### GOAL OF THE EXERCISE
Edit the listing below so that "green leaf" becomes "red leaf", leaving every other line unchanged.

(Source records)
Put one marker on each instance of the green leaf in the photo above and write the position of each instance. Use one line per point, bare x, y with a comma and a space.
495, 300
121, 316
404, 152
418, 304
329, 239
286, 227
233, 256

### RESULT OF THIS TASK
Put one marker on each instance of the red leaf in the photo above and write the position of each instance. Use one line per point, bare x, y with a comma and a space.
495, 300
121, 316
404, 152
418, 304
329, 239
286, 227
233, 256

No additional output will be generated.